EXERCISE DIRECTIONS:
Pull out the lines below, starting with the very first and ending with the line containing "pixel 72 369", both included, and reproduce them word for word. Leave the pictures out of your answer.

########################################

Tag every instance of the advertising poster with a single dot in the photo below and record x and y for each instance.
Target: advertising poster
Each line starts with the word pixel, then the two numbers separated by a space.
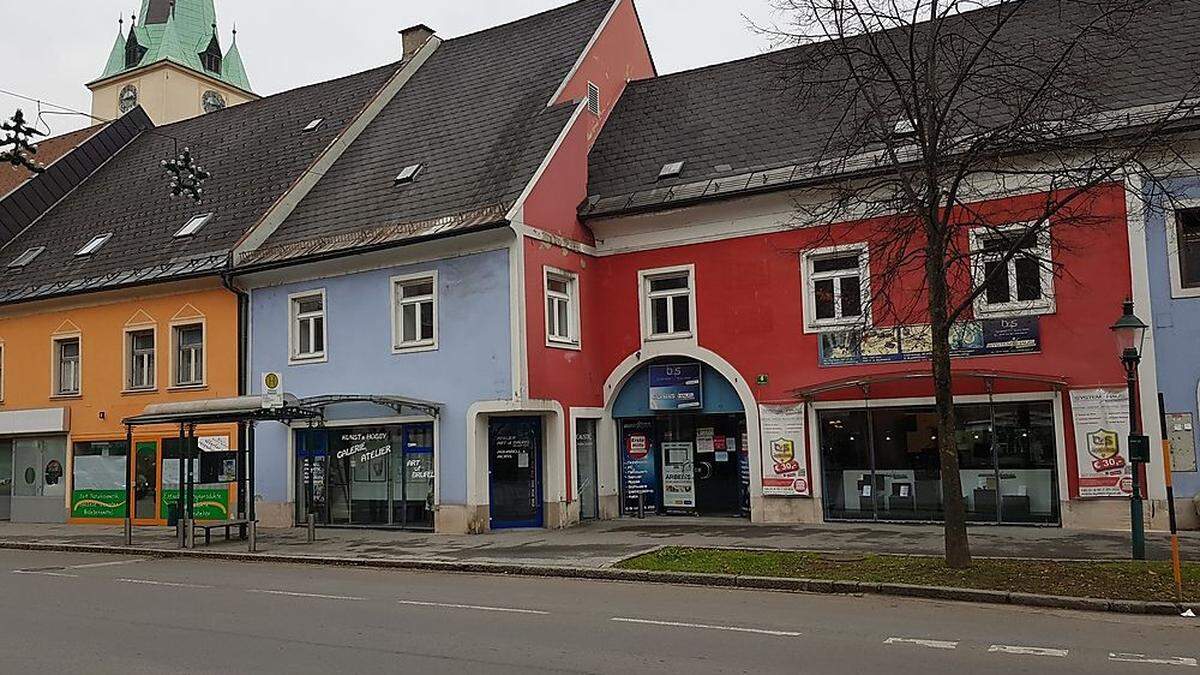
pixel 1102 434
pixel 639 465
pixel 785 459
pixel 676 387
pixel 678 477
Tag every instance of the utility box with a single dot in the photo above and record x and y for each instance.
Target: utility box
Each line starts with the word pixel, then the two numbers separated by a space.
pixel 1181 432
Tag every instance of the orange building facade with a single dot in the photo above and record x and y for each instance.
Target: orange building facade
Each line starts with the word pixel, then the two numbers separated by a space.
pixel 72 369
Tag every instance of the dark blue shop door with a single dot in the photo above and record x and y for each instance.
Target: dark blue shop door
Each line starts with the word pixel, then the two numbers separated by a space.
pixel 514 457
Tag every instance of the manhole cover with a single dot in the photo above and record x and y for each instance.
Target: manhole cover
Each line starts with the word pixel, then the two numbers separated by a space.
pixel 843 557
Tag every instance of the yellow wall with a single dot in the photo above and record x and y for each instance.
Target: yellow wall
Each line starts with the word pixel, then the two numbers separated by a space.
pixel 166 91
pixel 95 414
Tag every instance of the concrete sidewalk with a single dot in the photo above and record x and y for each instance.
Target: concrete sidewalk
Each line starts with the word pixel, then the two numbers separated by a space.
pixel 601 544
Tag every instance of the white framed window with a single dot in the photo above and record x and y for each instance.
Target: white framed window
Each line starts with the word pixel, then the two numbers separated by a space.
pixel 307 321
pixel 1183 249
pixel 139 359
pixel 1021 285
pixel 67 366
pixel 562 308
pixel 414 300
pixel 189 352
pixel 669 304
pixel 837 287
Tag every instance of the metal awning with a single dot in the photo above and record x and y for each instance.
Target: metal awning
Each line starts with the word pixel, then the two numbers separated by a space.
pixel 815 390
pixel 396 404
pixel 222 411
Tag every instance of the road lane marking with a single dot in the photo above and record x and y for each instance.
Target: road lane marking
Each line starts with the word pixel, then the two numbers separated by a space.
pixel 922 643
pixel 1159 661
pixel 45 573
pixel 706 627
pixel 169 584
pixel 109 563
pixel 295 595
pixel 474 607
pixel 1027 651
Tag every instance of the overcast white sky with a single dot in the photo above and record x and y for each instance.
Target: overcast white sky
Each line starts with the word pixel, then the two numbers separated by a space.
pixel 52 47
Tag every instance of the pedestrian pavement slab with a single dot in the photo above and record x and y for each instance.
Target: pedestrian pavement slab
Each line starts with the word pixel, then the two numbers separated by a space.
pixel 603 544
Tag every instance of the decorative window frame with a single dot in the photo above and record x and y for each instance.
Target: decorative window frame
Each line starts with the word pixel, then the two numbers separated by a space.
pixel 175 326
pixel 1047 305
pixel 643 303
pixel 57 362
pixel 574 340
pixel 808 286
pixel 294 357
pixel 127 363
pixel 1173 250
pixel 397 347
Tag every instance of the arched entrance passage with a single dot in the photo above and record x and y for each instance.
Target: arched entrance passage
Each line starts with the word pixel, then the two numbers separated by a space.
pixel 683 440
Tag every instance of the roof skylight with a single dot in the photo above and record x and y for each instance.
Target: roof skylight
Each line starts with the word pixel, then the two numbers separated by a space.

########################################

EXERCISE OUTPUT:
Tag every instance of the advertising poster with a single dot in the photo below and record x and y for each instance.
Target: advertising poster
Each line starts with the word pixel, then the two numbers separated by a space.
pixel 1102 434
pixel 639 465
pixel 785 459
pixel 676 387
pixel 678 477
Tag every instance of the utility box with a single dot in the photo above and record x and y for each instance.
Target: utility box
Each line starts with the word pixel, then the two numbers separated by a space.
pixel 1181 432
Tag every instance of the orange building facade with a single dot in the photo above and record x and y for each instance.
Target: orange building facade
Each line starts with the word pixel, then the two numbers separated by a space.
pixel 72 369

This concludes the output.